↓

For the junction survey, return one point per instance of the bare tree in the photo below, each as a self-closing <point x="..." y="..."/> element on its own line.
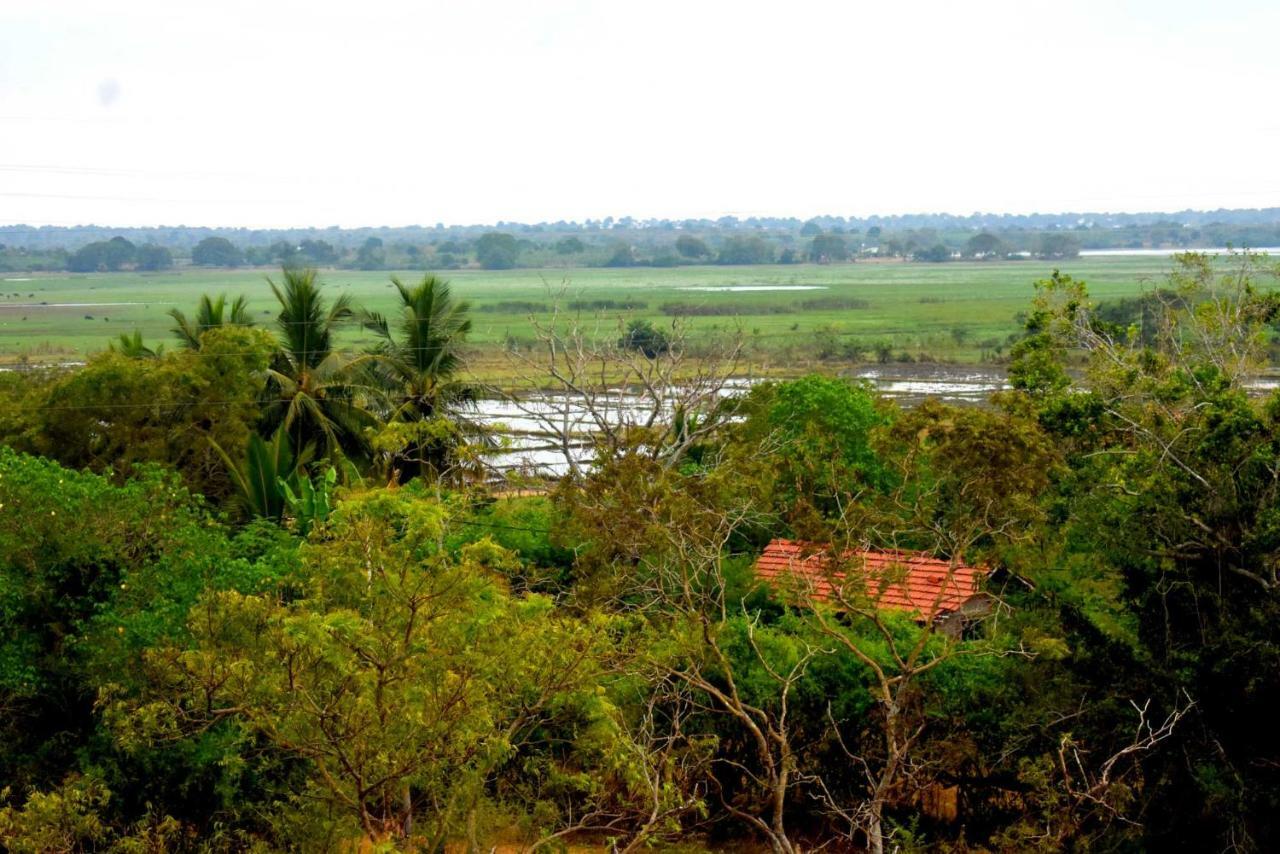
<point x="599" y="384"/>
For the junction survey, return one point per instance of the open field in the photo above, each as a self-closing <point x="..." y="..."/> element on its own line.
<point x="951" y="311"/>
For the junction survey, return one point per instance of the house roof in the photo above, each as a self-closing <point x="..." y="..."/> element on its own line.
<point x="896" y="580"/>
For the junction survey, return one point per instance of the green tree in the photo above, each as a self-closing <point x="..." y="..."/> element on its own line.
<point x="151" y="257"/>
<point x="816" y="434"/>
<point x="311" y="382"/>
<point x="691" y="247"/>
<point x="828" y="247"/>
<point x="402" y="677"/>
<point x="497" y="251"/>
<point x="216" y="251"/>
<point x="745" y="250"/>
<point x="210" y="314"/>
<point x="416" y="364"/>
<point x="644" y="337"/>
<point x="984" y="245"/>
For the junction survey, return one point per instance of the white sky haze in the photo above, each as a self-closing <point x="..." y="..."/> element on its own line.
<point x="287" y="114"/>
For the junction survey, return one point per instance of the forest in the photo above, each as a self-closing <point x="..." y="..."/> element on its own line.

↑

◆ What needs to be done:
Reproduce, with no other lines, the one containing "of the green" and all lines after it through the end of the data above.

◆ Result below:
For the junction survey, return one point per instance of the green tree in the photo above, each as a self-closing <point x="..." y="..."/> element on its own line.
<point x="151" y="257"/>
<point x="816" y="434"/>
<point x="311" y="382"/>
<point x="691" y="247"/>
<point x="828" y="247"/>
<point x="402" y="677"/>
<point x="497" y="251"/>
<point x="216" y="251"/>
<point x="745" y="250"/>
<point x="210" y="314"/>
<point x="416" y="364"/>
<point x="644" y="337"/>
<point x="984" y="245"/>
For the junction survey, return one point per instance of the white sky haze in the photo above, each as a self-closing <point x="..." y="..."/> element on its own line.
<point x="287" y="114"/>
For the junction survey, return one point per instance of the forest in the photo above, each as a self-closing <point x="..." y="..."/> element on its own line.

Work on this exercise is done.